▶ [Problem to solve]:
Render the lines from the one containing "negative clicks: (480, 82)" through the end of the records as a JSON list of strings, one string per line, omitting any blank lines.

▶ [Task input]:
---------------

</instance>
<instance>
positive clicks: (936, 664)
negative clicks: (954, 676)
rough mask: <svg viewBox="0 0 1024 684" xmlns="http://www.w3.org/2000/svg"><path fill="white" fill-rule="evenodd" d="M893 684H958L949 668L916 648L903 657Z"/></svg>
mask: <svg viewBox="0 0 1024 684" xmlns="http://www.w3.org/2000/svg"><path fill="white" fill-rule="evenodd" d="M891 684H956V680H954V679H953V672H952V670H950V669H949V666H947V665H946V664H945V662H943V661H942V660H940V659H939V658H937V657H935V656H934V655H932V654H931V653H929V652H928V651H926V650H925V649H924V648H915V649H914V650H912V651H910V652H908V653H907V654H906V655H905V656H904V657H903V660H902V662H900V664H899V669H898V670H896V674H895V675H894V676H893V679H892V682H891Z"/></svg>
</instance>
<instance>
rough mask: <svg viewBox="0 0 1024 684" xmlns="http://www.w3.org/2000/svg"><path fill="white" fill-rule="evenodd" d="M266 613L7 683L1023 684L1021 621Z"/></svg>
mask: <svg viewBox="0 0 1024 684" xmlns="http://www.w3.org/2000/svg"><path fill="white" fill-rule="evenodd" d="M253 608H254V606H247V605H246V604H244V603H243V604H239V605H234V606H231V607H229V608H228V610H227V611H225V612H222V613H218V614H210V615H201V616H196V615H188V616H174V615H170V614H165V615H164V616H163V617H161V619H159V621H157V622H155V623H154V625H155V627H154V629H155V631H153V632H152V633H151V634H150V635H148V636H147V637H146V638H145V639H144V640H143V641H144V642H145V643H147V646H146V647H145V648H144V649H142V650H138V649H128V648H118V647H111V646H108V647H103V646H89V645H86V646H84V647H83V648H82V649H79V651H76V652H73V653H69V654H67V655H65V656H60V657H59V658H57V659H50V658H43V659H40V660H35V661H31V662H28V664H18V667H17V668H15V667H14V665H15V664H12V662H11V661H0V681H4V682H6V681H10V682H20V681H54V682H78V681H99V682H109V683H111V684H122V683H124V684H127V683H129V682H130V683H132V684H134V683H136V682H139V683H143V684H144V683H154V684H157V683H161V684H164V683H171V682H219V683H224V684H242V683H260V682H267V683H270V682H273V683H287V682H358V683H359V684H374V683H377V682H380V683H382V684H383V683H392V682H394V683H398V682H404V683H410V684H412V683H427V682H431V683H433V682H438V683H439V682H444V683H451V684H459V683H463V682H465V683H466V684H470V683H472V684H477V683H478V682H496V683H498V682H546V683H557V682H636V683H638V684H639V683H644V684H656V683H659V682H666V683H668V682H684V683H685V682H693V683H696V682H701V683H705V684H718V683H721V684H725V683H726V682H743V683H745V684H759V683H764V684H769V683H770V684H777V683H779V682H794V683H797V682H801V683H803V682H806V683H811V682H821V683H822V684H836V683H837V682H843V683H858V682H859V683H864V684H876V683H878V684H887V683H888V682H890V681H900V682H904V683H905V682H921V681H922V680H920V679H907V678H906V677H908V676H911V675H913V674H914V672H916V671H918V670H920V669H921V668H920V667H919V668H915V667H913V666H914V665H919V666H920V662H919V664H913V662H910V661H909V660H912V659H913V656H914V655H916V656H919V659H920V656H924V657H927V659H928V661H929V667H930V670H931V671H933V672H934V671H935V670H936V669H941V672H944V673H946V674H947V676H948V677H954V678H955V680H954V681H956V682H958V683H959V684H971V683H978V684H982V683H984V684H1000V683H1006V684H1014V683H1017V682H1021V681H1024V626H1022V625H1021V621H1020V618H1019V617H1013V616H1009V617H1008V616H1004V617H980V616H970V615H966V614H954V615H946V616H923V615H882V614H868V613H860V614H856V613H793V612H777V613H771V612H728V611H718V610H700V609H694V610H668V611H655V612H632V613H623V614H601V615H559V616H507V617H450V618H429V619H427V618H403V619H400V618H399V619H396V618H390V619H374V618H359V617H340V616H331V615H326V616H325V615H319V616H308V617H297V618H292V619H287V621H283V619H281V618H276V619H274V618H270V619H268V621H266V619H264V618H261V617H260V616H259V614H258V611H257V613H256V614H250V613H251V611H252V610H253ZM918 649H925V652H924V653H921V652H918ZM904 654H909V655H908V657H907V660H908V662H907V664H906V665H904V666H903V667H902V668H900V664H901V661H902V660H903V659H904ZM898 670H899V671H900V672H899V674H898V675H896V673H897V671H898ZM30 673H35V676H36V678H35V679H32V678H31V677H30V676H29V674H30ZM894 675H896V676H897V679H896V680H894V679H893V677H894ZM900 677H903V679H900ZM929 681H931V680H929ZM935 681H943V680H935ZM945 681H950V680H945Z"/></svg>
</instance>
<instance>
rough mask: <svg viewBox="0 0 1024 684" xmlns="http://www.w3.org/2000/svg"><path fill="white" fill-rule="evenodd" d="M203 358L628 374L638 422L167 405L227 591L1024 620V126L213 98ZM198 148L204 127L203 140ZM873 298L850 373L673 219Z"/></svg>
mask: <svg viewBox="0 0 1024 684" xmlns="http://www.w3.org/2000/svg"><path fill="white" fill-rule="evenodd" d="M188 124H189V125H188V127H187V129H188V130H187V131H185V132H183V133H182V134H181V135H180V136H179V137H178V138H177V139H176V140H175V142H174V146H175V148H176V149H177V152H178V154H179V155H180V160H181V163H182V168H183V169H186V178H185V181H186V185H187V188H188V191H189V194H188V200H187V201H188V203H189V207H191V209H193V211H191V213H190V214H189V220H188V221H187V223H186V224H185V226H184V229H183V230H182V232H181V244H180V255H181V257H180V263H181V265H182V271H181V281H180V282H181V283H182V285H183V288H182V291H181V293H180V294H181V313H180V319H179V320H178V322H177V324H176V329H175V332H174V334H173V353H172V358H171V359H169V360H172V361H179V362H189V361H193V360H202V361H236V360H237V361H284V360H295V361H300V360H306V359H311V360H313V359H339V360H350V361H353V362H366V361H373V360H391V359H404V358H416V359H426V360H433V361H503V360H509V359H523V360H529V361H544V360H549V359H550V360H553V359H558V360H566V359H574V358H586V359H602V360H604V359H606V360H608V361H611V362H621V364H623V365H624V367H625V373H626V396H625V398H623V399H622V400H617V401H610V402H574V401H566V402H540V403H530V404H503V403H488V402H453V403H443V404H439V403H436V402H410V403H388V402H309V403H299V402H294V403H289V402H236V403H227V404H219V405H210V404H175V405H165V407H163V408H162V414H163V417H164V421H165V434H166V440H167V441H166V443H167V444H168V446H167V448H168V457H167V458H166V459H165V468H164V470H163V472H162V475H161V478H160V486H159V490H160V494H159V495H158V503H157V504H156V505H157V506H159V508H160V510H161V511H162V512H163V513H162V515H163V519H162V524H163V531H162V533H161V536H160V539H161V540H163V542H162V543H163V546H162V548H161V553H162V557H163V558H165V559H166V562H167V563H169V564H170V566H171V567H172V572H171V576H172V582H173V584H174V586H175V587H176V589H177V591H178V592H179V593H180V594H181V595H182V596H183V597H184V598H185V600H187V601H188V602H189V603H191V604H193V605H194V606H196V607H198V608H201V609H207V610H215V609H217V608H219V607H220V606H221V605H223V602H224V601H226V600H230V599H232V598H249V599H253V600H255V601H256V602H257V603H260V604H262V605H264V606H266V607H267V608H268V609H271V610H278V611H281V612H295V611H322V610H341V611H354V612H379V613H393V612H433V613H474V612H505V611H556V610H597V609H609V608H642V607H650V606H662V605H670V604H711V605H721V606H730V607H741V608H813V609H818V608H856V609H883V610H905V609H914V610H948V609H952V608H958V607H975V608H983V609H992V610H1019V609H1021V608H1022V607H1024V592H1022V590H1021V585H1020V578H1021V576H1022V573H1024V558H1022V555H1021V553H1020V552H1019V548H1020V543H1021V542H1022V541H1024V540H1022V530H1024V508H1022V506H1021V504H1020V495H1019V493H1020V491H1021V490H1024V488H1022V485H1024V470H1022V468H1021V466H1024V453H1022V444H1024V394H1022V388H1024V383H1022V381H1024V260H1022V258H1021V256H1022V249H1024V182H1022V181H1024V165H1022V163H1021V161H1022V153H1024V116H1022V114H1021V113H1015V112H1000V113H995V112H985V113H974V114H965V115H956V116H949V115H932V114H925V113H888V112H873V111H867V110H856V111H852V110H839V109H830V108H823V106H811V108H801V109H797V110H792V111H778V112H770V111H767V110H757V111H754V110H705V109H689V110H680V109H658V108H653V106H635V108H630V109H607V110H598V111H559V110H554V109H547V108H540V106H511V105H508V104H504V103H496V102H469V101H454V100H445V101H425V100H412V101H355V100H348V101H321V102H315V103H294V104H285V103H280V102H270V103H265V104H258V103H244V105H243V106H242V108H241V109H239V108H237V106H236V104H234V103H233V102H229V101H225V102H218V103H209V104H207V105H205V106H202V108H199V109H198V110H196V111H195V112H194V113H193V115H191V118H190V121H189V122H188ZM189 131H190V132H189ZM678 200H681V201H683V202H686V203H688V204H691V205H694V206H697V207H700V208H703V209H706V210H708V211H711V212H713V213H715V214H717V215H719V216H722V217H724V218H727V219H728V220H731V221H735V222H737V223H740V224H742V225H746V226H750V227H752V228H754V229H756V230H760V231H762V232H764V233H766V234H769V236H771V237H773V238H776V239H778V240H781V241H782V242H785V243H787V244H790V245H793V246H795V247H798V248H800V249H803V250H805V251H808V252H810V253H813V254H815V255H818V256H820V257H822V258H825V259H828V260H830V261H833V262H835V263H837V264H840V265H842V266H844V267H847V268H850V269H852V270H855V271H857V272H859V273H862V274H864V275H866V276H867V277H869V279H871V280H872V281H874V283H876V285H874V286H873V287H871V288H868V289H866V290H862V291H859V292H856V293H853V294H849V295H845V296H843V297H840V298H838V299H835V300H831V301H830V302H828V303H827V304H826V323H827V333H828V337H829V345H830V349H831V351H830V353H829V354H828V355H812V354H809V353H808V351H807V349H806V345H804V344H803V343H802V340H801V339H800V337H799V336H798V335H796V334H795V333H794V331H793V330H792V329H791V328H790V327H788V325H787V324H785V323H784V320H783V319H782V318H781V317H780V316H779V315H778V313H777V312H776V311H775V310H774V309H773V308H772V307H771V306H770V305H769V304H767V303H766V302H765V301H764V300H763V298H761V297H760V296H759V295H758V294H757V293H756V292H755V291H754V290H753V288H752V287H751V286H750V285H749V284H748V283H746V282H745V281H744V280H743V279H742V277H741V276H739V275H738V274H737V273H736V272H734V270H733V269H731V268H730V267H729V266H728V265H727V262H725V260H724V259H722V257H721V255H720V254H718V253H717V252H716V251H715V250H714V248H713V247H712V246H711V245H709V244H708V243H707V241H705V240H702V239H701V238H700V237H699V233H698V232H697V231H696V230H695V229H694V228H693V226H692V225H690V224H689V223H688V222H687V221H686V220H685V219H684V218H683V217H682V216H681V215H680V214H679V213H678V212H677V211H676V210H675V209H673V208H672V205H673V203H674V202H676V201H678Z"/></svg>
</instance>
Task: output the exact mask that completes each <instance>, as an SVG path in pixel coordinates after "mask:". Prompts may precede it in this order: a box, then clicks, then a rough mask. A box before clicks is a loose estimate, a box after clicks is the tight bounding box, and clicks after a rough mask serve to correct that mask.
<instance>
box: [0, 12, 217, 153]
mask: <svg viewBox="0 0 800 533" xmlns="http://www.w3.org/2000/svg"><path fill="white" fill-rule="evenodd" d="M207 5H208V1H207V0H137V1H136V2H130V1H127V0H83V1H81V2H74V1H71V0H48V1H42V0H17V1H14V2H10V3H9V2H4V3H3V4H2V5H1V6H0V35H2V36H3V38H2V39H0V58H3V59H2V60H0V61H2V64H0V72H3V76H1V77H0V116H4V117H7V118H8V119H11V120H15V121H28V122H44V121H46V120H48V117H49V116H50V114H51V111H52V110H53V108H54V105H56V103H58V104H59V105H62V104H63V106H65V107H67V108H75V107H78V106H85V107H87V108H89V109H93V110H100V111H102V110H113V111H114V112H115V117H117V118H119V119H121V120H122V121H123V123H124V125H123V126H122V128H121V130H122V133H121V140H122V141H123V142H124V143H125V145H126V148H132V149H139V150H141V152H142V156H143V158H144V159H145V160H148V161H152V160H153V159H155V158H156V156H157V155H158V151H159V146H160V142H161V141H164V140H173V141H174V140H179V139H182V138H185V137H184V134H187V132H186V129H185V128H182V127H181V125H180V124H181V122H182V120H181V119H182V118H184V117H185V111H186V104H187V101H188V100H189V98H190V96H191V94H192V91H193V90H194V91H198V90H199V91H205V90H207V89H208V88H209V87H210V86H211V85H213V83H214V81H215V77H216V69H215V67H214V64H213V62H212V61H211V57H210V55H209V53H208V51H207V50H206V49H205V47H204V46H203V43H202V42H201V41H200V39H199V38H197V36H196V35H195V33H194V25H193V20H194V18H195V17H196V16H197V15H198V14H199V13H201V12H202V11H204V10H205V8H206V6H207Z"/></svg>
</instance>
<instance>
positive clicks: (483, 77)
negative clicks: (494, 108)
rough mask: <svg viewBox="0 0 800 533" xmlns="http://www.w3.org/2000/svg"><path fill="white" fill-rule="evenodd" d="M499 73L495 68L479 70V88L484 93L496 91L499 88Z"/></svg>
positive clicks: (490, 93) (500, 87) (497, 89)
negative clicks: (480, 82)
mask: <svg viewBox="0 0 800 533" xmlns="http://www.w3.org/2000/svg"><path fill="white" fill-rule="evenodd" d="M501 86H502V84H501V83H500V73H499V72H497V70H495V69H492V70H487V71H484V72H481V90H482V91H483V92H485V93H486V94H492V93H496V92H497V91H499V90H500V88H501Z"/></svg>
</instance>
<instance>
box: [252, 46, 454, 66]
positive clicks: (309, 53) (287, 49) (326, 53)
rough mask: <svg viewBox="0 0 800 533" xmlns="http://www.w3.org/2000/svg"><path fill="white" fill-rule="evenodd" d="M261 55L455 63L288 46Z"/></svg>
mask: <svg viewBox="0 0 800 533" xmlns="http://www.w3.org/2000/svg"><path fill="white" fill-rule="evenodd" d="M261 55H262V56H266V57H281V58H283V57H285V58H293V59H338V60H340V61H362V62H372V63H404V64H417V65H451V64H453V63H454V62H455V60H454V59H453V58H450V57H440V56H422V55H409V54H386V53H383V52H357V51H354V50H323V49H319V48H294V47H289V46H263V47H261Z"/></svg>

---------------

▶ [Written solution]:
[
  "negative clicks: (480, 82)",
  "mask: <svg viewBox=\"0 0 800 533\" xmlns=\"http://www.w3.org/2000/svg\"><path fill=\"white\" fill-rule=\"evenodd\" d=\"M501 86H502V84H501V83H500V73H499V72H497V70H495V69H492V70H487V71H484V72H481V90H482V91H483V92H485V93H486V94H492V93H496V92H497V91H499V90H500V88H501Z\"/></svg>",
  "</instance>",
  "<instance>",
  "box: [252, 46, 454, 66]",
  "positive clicks: (309, 53) (287, 49) (326, 53)",
  "rough mask: <svg viewBox=\"0 0 800 533\" xmlns=\"http://www.w3.org/2000/svg\"><path fill=\"white\" fill-rule=\"evenodd\" d=\"M261 55L455 63L288 46Z\"/></svg>",
  "mask: <svg viewBox=\"0 0 800 533\" xmlns=\"http://www.w3.org/2000/svg\"><path fill=\"white\" fill-rule=\"evenodd\" d=\"M261 55H262V56H266V57H281V58H283V57H285V58H293V59H338V60H340V61H362V62H372V63H404V64H417V65H451V64H453V63H454V62H455V60H454V59H453V58H450V57H440V56H422V55H409V54H386V53H383V52H357V51H354V50H323V49H319V48H294V47H289V46H263V47H261Z\"/></svg>"
]